Problem statement: Could you arrange the lines in the records below as a numbered list, starting with the line that contains "Annotation task — tag the bird's tail" and going on through the line that contains "[(891, 378)]", with blank lines left out?
=-=-=
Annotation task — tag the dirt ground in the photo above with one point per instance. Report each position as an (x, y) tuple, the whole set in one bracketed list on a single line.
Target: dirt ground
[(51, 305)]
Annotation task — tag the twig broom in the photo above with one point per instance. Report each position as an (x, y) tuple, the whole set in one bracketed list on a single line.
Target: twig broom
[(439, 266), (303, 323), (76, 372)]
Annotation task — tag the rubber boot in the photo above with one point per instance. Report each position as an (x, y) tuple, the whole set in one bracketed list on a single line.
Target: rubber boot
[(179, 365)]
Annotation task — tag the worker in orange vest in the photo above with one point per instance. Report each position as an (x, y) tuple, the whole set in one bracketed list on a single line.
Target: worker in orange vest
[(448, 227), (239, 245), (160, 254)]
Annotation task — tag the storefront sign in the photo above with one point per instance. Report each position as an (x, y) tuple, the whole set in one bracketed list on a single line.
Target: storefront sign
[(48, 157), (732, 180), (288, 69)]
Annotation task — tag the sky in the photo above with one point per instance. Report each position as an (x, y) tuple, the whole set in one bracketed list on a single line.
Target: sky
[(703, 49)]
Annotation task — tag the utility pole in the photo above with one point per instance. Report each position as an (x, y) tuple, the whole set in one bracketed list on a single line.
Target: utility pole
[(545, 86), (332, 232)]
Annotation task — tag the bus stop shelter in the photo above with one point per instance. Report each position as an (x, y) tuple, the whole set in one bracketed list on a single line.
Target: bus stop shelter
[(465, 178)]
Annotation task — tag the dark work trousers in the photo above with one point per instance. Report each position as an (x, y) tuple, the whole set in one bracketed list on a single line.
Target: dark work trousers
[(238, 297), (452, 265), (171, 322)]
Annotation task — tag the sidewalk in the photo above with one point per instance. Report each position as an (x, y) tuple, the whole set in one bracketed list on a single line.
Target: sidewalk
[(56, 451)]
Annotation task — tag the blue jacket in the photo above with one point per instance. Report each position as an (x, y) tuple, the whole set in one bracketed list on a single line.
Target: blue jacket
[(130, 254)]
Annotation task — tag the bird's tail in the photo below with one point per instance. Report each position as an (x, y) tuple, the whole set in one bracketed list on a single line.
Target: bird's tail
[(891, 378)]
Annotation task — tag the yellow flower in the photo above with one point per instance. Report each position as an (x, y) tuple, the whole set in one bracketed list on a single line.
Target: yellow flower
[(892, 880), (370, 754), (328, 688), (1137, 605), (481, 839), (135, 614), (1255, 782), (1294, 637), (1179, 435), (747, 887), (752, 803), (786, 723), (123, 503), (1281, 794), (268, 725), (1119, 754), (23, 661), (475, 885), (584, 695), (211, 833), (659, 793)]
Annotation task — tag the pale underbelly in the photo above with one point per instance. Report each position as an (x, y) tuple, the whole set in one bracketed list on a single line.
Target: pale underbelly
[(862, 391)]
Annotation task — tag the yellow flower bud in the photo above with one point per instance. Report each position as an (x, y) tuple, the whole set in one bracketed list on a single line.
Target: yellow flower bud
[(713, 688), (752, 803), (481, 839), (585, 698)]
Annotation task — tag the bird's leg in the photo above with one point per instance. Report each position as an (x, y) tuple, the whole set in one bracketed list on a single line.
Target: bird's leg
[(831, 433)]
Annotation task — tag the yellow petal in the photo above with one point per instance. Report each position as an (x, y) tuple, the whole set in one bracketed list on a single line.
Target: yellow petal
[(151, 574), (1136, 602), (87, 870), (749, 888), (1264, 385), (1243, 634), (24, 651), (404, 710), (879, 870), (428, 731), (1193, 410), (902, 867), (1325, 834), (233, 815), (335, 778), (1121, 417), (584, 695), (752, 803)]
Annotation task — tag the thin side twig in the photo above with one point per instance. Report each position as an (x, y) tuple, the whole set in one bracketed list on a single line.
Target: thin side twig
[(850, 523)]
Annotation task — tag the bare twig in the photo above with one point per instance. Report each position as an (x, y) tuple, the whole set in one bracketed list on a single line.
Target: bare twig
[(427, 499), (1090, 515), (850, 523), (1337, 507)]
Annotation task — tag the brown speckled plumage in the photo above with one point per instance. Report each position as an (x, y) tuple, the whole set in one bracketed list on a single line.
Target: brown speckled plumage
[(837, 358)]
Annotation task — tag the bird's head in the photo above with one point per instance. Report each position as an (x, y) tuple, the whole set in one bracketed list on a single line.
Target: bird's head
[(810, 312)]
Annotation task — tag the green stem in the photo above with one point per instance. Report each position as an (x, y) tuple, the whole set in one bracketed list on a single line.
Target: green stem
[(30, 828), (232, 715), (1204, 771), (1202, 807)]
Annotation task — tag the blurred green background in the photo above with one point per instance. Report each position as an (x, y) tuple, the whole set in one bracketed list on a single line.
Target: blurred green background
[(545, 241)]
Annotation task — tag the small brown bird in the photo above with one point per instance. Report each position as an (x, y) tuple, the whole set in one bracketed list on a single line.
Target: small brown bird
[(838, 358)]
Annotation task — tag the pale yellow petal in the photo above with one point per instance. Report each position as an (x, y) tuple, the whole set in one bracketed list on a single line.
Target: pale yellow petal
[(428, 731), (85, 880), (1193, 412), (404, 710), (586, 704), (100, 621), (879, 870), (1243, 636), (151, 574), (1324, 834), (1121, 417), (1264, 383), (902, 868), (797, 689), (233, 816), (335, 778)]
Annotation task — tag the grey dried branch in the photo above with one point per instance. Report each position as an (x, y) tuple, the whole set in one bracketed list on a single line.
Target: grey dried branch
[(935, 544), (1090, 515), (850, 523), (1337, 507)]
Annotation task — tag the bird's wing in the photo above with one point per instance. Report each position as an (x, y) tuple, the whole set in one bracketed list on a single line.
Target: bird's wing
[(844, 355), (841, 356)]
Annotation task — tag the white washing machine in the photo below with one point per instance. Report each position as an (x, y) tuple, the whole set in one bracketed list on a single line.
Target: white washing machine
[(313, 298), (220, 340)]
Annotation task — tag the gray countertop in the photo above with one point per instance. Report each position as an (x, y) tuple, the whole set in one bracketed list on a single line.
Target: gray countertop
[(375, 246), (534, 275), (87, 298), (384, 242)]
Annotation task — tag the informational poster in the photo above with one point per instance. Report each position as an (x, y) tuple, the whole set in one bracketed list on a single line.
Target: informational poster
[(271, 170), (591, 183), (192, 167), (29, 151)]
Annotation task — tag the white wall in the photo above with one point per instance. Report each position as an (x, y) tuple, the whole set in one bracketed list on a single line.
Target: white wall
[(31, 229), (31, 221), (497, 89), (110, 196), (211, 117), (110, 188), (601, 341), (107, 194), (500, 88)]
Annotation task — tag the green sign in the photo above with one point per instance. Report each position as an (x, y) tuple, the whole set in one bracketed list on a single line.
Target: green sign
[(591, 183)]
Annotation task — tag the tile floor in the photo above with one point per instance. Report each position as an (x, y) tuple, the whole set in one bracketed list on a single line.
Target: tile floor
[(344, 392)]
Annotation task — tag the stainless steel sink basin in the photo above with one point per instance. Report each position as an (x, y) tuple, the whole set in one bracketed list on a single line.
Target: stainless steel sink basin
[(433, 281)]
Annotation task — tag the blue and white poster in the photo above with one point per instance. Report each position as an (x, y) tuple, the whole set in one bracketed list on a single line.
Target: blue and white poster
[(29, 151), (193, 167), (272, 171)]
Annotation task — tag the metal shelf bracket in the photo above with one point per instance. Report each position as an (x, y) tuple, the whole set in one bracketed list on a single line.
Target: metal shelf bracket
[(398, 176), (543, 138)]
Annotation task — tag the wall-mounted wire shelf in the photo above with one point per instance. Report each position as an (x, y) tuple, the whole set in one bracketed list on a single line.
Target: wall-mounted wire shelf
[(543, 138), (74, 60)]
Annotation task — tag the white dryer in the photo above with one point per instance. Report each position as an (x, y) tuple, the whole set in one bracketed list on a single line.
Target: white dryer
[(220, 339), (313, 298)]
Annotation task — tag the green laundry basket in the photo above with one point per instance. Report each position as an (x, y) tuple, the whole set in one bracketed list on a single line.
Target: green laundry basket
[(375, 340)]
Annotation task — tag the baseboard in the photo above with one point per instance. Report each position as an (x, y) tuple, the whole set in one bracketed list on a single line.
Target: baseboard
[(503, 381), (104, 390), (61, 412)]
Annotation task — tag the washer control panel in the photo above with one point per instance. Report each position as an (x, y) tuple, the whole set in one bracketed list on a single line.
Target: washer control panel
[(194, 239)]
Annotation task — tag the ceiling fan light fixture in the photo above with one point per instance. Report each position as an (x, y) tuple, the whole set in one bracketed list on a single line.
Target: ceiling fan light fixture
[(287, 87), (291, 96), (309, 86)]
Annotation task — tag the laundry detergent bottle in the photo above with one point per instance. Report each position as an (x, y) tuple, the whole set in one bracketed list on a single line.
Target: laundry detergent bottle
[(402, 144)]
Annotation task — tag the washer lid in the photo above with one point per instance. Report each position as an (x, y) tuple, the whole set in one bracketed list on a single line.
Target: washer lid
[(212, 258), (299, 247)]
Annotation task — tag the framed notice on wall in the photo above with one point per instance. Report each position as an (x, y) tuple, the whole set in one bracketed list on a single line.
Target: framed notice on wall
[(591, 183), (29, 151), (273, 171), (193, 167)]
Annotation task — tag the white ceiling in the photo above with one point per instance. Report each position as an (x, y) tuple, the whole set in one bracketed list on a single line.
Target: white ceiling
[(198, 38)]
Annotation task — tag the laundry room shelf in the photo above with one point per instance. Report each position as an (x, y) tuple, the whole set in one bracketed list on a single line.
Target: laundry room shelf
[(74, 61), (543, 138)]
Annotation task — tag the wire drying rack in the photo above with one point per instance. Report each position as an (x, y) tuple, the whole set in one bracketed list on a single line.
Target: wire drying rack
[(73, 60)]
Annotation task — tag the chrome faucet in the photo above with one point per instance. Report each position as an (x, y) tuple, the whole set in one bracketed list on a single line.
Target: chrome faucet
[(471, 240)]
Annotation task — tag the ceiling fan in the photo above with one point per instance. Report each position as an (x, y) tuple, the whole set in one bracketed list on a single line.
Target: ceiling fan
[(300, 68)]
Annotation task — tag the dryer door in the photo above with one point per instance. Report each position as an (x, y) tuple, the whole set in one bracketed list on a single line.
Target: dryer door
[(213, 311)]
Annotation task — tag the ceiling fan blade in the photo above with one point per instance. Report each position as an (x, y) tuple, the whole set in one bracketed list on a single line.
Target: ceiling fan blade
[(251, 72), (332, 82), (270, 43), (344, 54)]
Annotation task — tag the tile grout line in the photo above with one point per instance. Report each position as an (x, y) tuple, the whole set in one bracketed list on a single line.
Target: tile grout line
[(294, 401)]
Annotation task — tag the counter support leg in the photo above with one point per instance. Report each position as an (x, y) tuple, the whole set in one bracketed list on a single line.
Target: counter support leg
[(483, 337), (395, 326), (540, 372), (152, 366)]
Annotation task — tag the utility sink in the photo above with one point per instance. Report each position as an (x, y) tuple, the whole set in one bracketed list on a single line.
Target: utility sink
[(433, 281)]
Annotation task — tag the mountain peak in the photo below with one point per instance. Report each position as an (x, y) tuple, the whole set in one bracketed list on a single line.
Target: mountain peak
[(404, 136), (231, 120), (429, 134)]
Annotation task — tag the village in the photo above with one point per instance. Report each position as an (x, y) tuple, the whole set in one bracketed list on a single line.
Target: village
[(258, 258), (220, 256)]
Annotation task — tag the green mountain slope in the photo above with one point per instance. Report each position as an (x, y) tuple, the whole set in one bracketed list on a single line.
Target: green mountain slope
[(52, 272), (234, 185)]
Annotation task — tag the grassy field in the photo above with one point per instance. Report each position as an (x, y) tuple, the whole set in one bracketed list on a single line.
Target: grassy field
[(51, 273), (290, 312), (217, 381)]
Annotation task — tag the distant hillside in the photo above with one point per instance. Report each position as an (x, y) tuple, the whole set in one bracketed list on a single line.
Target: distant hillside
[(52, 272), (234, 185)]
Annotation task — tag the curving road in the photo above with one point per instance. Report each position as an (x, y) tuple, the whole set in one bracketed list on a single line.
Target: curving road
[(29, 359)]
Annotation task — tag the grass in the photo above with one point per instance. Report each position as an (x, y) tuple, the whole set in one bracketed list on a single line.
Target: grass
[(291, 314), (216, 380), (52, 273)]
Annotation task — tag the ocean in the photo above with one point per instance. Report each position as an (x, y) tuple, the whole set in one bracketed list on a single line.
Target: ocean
=-=-=
Task response:
1. Annotation task — tag the bird's tail in the photo below with one point per instance. Report each position as an (x, y) tuple, the whole set in one bracketed list on a single line.
2. Target: bird's tail
3. [(891, 378)]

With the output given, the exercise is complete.